Deine Aufgabe
Suche in der Auflistung alle Zeilen heraus, in denen die Zeichenfolge „marker“ vorkommt, und gib jede davon vollständig wieder.

Auszüge der Auflistung

---

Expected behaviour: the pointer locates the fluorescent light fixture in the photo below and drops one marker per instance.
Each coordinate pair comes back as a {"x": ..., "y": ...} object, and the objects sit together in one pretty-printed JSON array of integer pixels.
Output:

---

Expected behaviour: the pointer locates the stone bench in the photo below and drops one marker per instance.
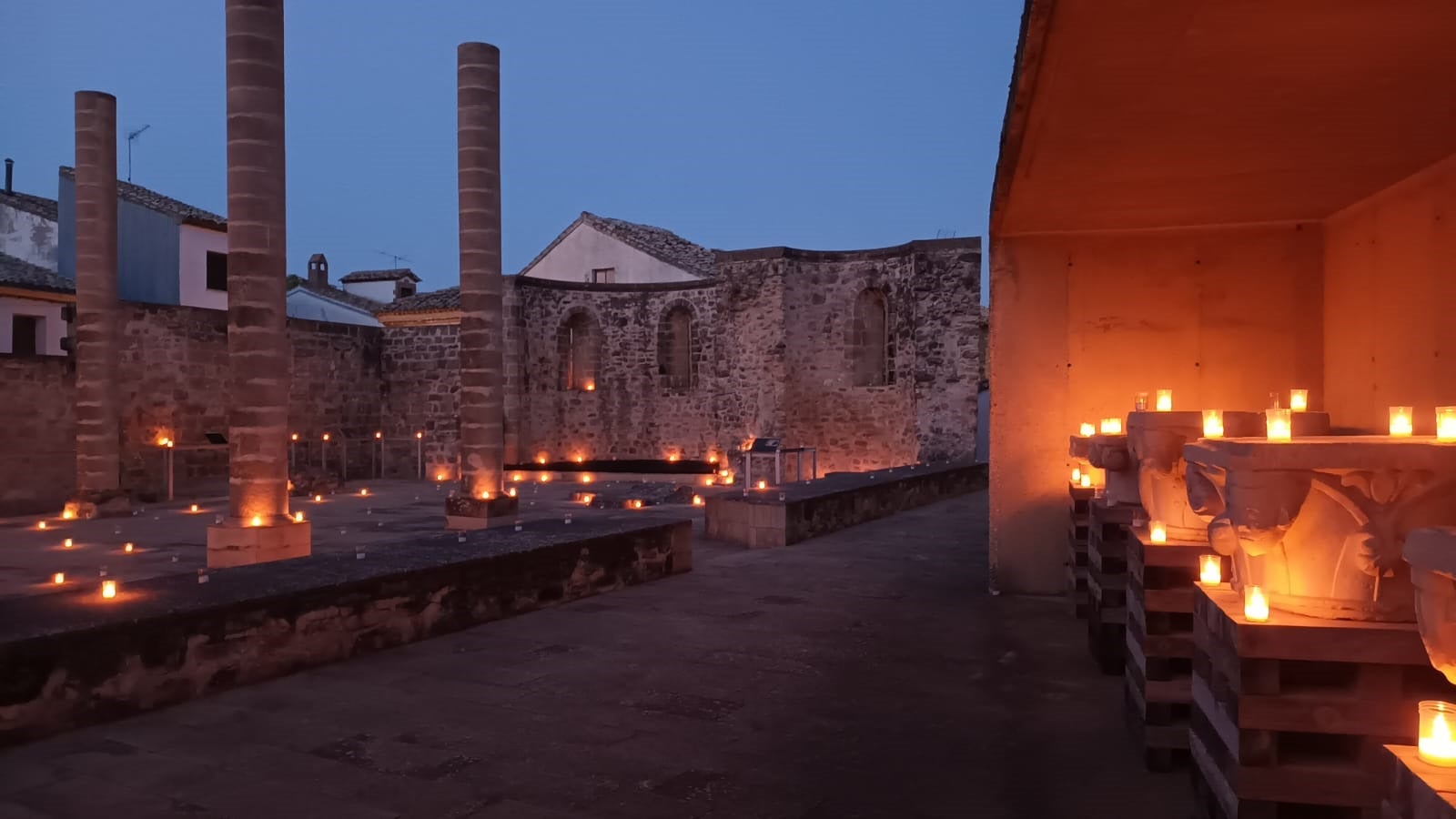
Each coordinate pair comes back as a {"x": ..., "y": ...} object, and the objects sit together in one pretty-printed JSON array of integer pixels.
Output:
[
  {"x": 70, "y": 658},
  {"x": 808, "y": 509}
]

---

Gelöste Aufgabe
Expected behaviour: the pointer locates the fluorescent light fixture in the photo below and drops one marker per instance.
Expected behaviour: the pointer locates the stone bench in the photo below and drops one marker per instance.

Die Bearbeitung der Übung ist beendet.